Short task:
Count the lines below that contain the string "gray", and reply with the number alone.

Input for this task:
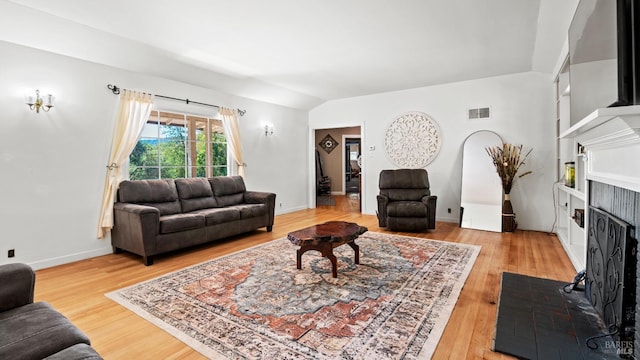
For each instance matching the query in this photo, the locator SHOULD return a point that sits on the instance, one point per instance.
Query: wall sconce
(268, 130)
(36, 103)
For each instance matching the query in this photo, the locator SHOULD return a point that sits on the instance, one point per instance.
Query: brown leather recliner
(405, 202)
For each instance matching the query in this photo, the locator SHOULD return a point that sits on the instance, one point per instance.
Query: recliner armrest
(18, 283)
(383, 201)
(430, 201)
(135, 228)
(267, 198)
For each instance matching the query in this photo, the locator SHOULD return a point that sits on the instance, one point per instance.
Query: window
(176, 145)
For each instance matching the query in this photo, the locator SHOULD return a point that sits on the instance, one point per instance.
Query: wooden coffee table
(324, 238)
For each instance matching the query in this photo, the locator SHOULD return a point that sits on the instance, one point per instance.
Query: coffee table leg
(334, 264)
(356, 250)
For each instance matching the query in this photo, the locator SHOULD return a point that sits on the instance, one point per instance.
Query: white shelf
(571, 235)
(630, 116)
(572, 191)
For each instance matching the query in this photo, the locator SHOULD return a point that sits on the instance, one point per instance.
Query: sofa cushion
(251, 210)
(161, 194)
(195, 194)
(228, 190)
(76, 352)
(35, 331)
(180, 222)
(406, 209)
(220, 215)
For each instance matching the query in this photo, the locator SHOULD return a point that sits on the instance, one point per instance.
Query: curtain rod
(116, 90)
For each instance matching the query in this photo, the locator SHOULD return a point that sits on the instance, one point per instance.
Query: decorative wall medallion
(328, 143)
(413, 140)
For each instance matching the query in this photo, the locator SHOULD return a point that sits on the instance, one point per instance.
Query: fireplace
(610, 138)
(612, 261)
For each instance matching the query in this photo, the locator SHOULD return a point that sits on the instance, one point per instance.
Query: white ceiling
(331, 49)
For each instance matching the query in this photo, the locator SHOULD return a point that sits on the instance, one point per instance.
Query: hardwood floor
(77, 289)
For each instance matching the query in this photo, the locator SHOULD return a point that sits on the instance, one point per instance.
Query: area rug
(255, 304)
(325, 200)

---

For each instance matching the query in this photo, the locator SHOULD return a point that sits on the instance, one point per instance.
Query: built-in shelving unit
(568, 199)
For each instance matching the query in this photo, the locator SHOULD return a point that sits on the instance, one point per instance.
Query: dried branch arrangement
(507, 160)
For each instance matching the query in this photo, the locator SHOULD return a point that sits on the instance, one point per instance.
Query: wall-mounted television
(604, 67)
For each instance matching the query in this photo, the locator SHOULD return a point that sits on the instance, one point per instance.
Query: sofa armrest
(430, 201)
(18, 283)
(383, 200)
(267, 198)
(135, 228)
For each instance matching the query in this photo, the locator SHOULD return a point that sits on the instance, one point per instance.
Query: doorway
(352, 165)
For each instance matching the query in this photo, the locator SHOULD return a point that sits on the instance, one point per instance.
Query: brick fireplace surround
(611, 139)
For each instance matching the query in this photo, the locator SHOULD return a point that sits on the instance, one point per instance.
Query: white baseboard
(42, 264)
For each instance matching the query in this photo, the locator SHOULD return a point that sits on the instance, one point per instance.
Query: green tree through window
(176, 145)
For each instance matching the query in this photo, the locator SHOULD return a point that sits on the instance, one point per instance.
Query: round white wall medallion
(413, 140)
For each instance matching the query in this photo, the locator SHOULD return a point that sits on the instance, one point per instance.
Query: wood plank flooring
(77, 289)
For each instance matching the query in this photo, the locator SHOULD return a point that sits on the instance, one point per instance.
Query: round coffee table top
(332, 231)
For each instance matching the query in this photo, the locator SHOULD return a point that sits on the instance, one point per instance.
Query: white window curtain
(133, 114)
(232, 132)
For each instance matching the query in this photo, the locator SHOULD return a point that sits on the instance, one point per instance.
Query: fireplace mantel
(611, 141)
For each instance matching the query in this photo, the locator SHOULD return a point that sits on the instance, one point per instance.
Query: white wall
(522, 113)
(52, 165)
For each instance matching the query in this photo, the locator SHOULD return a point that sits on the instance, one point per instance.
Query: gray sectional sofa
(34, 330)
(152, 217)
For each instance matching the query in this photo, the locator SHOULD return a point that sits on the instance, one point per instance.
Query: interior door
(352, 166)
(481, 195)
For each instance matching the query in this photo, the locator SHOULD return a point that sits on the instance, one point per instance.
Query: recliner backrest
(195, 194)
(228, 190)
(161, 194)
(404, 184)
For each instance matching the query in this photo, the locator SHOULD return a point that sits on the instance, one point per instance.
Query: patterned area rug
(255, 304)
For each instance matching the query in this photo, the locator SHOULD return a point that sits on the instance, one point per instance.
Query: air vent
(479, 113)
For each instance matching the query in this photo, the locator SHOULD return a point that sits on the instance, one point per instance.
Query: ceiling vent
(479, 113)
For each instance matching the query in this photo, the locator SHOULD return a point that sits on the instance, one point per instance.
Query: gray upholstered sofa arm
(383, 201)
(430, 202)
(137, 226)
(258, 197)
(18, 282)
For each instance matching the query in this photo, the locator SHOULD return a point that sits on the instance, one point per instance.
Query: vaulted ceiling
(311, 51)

Answer to the problem:
2